| SET TASK 1 |
According to the passage on Fluxkits and kits for cultural history, what were early wearable technologies called during the Victorian period?
| SET TASK 2 |
Summarize the passage on Fluxkits and kits for cultural history in two sentences.
| SET TASK 3 |
List every occlusion that the passage on Fluxkits and kits for cultural history names for early wearables.

| SOURCE PASSAGE |

------------------------------------------------

Figure 1: Video of Alison Knowles Describing the Fluxkits, Care of the Museum of Modern Art (2011)

Whatever the description, they are not precious. They are multiples. Their parts can be replaced; they can also be handled by audiences. One may even argue, as Hannah Higgins does, that Fluxkits do not merely represent sensation. They are sensory experiences, blurring distinctions between object and event, material and concept. Echoing Higgins, this blur renders "physical or actual experiences central to the process of signification" (2002, 36). It also refuses the hierarchy of primary and secondary knowledge—of mind and body (2002, 36). Nudging thought through tactile media, Fluxkits become art and amusement at once (Lushetich 2011, 24).

But the Kits for Cultural History are not art, nor do they aim to be. Perhaps they are best understood as small boxes of inexpensive materials assembled for media history. They become arguments and amusement at once. As arguments, they contradict articles in a journal. They fabricate their own evidence off the page for assembly. Or, in scholarly terms, they identify gaps in material culture and prototype the absences for examination. Examples include prototyping early wearable technologies—referred to as "electro-mobile jewelry" during the Victorian period—inaccessible in today's memory institutions.

Figure 2: 'Large Scale Representation of Rabbit, Bird, and Skull Electro-Mobile Jewelry,' Care of Barral (1891).

Here, "inaccessible" not only refers to the fact that no Victorian electro-mobile jewelry exists in functioning form (Gere and Rudoe 2010, 213). It also accounts for extant instances of the jewelry, none of which functions, is readily available for handling, or can be fully digitized. Indeed, with early wearables, there are many occlusions. Their interiors are obscured. Parts and wholes are missing. Manufacturing conditions are mysterious. Use cultures are spectral. Mechanisms are found only on paper.

------------------------------------------------

| PROVIDED DATA |
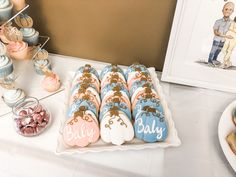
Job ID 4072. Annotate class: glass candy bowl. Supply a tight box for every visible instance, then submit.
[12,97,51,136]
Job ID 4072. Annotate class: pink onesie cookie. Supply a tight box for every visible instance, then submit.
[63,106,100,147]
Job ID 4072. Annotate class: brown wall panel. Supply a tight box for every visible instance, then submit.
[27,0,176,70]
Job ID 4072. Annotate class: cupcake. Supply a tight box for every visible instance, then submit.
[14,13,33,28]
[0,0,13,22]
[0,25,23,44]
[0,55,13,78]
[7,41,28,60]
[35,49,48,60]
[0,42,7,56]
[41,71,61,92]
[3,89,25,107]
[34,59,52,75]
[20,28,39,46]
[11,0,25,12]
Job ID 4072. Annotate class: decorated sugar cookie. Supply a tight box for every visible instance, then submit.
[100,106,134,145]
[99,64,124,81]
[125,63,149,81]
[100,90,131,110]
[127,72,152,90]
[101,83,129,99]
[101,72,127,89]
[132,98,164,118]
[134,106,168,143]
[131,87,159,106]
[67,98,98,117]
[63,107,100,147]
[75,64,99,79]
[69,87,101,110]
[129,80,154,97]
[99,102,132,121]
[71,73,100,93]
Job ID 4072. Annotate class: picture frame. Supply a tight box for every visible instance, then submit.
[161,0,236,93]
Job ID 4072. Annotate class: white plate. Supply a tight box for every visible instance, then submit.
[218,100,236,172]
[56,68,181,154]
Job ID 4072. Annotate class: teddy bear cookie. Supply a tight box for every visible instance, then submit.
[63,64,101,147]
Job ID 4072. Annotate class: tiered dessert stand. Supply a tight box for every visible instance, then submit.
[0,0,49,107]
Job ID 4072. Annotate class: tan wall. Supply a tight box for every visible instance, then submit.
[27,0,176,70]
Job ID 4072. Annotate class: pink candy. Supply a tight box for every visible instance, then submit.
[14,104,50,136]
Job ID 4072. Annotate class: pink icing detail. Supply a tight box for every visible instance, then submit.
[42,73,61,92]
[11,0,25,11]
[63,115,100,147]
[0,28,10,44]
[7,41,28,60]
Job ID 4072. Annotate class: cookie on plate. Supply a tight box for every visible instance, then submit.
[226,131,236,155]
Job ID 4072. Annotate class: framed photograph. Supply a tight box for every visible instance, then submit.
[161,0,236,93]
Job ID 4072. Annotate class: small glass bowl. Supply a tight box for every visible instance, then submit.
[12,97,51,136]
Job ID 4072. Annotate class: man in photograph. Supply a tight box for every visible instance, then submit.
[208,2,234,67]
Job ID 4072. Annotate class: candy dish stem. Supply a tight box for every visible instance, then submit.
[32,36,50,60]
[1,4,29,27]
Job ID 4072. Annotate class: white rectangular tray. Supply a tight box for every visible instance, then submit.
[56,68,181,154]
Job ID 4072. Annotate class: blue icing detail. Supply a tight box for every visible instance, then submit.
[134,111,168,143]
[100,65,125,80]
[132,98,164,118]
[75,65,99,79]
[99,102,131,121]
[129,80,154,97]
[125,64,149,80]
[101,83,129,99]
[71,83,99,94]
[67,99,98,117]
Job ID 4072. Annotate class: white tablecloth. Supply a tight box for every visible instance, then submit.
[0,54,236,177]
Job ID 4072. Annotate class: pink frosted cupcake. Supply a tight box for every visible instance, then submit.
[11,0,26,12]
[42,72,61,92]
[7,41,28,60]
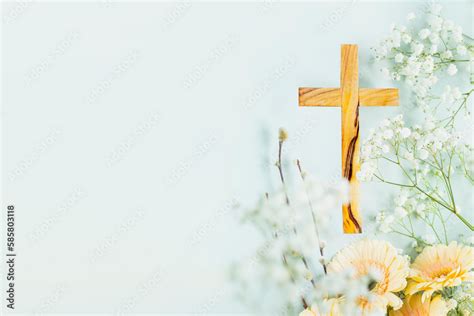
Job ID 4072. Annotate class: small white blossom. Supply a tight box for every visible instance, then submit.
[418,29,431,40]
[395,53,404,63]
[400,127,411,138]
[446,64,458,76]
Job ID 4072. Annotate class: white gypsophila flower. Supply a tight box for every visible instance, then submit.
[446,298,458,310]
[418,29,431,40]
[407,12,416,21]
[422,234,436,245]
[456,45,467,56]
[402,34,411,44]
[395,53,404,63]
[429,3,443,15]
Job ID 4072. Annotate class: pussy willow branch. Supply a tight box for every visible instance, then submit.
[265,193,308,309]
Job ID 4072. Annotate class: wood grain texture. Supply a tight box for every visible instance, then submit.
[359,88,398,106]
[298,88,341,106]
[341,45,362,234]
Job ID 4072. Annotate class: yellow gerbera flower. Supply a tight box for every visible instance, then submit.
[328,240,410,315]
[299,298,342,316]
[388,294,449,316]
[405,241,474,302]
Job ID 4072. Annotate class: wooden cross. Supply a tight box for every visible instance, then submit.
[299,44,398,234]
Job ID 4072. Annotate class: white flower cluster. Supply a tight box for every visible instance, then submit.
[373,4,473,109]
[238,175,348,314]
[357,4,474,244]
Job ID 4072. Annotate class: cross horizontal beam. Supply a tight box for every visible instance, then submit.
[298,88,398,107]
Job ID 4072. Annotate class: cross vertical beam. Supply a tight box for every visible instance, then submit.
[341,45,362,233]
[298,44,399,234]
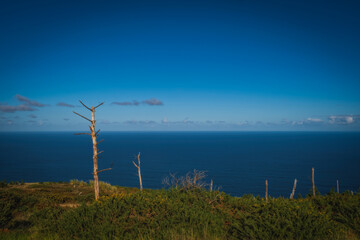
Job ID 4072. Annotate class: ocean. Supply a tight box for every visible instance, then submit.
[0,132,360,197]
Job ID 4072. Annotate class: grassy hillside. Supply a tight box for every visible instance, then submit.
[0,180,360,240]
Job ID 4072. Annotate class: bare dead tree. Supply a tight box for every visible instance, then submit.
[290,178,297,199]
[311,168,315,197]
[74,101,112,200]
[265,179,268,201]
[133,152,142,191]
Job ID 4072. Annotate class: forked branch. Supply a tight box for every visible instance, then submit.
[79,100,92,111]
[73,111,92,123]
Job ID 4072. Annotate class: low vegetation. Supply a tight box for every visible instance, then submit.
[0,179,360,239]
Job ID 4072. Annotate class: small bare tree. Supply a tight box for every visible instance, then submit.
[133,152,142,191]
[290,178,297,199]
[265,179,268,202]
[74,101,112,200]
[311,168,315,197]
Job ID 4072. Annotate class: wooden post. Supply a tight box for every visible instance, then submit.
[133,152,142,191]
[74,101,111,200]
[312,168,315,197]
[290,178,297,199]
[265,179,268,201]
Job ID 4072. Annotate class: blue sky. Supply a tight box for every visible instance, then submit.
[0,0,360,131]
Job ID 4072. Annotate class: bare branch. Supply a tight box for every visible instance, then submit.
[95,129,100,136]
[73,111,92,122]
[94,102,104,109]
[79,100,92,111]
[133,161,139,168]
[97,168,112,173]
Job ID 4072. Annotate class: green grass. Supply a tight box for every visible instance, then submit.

------------------------------------------------

| WRITTEN RESPONSE 1 |
Electro-mobile jewelry.

| WRITTEN RESPONSE 2 |
Fluxkits are replaceable, handleable multiples that work as sensory experiences, blurring object and event and becoming art and amusement at once. The Kits for Cultural History are not art but inexpensive boxes for media history that act as arguments, prototyping gaps in material culture such as Victorian electro-mobile jewelry, which survives only in nonfunctioning, hard-to-access form.

| WRITTEN RESPONSE 3 |
- Their interiors are obscured.
- Parts and wholes are missing.
- Manufacturing conditions are mysterious.
- Use cultures are spectral.
- Mechanisms are found only on paper.